## Written instruction a
Copy out the passage about Marlow's trip up the Congo River in full, word for word.

Charles Marlow is an Englishman who is traveling up the River Thames and is telling his crew the story about traveling through the Congo. His mission was to travel up the long, treacherous river in order to transport ivory from Africa to other countries to sell. He faced many obstacles along the way as well as many unfriendly native tribesmen. His story is full of descriptions of many objects that have a deeper meaning, otherwise known as symbolism.
The first symbol Conrad uses is the Congo River itself. Rivers can hold many meanings in and of itself including its movement, shape, and appearance. The Congo River is very curved and winding which makes it look like a snake. Snakes are often thought of as temptation and evil. The men on Marlow’s boat faced many of these temptations while traveling to meet Mr. Kurtz, a wealthy businessman who needs to transport his goods. One of the main temptations faced by the crew is cannibalism. Without much food on the boat hunger is always lingering in the pit of the crews’ stomach. Marlow explains that looking back on the situation now he was surprised he didn’t become someone’s dinner. Marlow also had to face the evil of the jungle around him. The jungle seemed to hold many secrets within its gloomy appearance. It was dark and filled with many dangers including the native people. Darkness is a major theme of the story and the river is one of the first places we discover this darkness.

## Dataset extract
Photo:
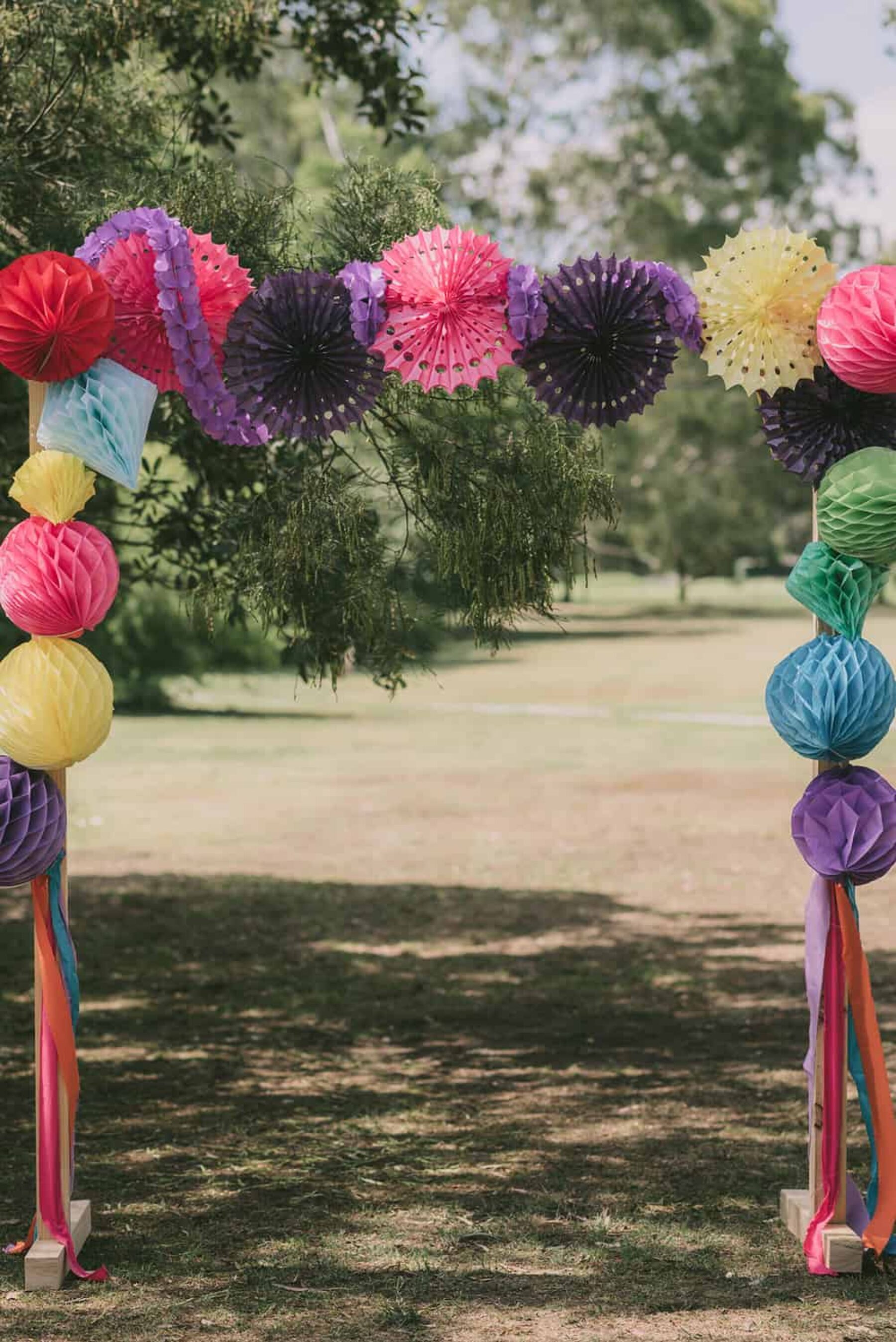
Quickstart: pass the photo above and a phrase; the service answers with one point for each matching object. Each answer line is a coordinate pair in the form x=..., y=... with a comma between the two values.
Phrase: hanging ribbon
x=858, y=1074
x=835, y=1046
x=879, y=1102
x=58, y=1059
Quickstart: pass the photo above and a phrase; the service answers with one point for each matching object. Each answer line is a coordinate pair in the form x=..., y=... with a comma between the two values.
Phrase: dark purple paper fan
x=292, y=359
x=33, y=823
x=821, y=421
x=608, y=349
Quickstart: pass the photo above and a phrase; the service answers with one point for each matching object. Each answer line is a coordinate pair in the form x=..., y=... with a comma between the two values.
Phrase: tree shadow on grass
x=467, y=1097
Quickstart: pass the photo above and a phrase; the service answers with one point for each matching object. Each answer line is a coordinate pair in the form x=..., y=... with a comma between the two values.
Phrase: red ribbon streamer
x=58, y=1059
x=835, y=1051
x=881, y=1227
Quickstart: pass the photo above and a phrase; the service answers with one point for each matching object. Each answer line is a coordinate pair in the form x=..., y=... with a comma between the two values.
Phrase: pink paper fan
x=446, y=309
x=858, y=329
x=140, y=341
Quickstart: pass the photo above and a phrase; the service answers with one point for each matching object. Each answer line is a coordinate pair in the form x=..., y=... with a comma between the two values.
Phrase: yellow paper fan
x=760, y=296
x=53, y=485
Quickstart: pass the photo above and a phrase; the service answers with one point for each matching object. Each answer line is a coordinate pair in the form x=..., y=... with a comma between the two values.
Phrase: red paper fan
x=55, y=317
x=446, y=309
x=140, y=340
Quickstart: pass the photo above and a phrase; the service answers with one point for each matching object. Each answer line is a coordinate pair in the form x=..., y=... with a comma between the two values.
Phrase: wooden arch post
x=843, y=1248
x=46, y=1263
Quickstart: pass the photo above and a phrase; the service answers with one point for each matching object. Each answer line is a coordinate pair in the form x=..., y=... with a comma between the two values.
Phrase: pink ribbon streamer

--

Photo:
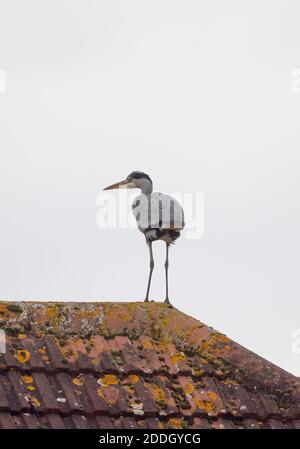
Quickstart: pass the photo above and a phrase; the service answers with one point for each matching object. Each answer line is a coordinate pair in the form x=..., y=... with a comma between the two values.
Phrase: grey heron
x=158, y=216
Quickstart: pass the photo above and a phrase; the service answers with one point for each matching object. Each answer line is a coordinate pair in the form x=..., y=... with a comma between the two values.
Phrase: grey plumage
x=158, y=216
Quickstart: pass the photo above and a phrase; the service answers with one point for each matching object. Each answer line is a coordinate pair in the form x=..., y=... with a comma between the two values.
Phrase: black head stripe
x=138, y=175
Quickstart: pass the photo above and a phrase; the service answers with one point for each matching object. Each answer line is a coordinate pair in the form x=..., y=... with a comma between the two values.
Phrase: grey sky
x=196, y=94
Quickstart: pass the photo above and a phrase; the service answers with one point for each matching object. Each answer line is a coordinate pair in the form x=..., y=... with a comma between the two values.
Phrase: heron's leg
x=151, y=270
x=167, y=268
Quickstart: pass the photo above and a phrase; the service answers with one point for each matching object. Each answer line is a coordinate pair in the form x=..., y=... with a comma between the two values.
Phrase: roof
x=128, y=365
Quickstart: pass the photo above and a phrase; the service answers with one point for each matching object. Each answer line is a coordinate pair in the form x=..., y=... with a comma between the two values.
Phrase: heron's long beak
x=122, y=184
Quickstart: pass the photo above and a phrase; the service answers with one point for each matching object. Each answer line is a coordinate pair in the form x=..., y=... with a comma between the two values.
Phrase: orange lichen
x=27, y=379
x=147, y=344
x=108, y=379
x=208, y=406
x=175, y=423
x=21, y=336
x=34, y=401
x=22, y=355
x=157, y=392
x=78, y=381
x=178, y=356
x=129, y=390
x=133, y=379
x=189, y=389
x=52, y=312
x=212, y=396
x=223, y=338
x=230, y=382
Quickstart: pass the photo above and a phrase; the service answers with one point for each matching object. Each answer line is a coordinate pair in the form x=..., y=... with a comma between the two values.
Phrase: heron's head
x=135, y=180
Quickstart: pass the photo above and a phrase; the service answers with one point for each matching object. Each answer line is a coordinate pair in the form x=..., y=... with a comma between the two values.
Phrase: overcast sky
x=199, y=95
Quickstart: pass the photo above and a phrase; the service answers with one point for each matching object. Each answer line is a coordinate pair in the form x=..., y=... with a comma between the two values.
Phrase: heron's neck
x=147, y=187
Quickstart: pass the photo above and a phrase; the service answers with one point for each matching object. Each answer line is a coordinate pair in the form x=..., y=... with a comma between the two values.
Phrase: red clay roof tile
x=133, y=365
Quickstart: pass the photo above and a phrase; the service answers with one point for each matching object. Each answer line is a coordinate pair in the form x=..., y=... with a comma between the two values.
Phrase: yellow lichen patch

## Written instruction b
Gather every line from the records above that contains the word "pink" and copy each one.

## Solution a
Charles Marlow is an Englishman who is traveling up the River Thames and is telling his crew the story about traveling through the Congo. His mission was to travel up the long, treacherous river in order to transport ivory from Africa to other countries to sell. He faced many obstacles along the way as well as many unfriendly native tribesmen. His story is full of descriptions of many objects that have a deeper meaning, otherwise known as symbolism.
The first symbol Conrad uses is the Congo River itself. Rivers can hold many meanings in and of itself including its movement, shape, and appearance. The Congo River is very curved and winding which makes it look like a snake. Snakes are often thought of as temptation and evil. The men on Marlow’s boat faced many of these temptations while traveling to meet Mr. Kurtz, a wealthy businessman who needs to transport his goods. One of the main temptations faced by the crew is cannibalism. Without much food on the boat hunger is always lingering in the pit of the crews’ stomach. Marlow explains that looking back on the situation now he was surprised he didn’t become someone’s dinner. Marlow also had to face the evil of the jungle around him. The jungle seemed to hold many secrets within its gloomy appearance. It was dark and filled with many dangers including the native people. Darkness is a major theme of the story and the river is one of the first places we discover this darkness.

## Solution b
Phrase: pink paper fan
Phrase: pink ribbon streamer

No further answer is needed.